### EXERCISE REQUIREMENTS
The whole listing below should be duplicated exactly, with nothing left out.

**** TASK MATERIAL ****

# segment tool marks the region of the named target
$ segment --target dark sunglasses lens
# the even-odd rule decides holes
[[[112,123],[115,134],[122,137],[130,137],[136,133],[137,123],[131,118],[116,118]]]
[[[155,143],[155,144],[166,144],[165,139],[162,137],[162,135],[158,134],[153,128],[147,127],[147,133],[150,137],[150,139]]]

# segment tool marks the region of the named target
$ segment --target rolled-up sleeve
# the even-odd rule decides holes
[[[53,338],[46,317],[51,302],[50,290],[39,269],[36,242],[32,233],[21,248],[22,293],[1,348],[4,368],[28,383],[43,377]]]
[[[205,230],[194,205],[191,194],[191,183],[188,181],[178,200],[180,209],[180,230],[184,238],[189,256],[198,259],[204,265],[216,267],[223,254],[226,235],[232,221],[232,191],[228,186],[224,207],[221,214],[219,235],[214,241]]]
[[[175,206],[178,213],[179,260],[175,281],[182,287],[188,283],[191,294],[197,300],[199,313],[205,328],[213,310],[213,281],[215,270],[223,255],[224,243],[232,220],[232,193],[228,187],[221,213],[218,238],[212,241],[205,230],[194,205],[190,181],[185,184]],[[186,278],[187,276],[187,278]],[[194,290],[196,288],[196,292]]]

****

### RESULT OF THIS EXERCISE
# segment tool marks the region of the named target
$ segment --target dark sunglasses lens
# the even-odd rule decides holes
[[[112,123],[115,134],[122,137],[130,137],[136,133],[137,123],[131,118],[116,118]]]
[[[155,143],[155,144],[166,144],[165,139],[162,137],[162,135],[158,134],[153,128],[147,127],[147,133],[150,137],[150,139]]]

# segment tool marks the region of the named target
$ segment --target rolled-up sleeve
# the even-odd rule decides holes
[[[53,338],[46,317],[51,302],[50,290],[39,269],[36,242],[32,233],[21,248],[22,293],[1,348],[4,368],[28,383],[43,377]]]
[[[205,230],[194,205],[191,194],[191,183],[188,181],[178,200],[180,209],[180,230],[184,238],[189,256],[198,259],[204,265],[216,267],[223,254],[226,235],[232,221],[232,191],[228,186],[224,207],[221,214],[219,235],[214,241]]]
[[[175,206],[178,213],[179,260],[175,281],[182,287],[188,283],[191,294],[197,300],[199,313],[205,328],[213,310],[213,281],[215,270],[223,255],[224,243],[232,220],[232,193],[228,187],[221,213],[218,238],[212,241],[205,230],[194,205],[190,181],[185,184]],[[186,278],[187,276],[187,278]],[[194,290],[196,288],[196,292]]]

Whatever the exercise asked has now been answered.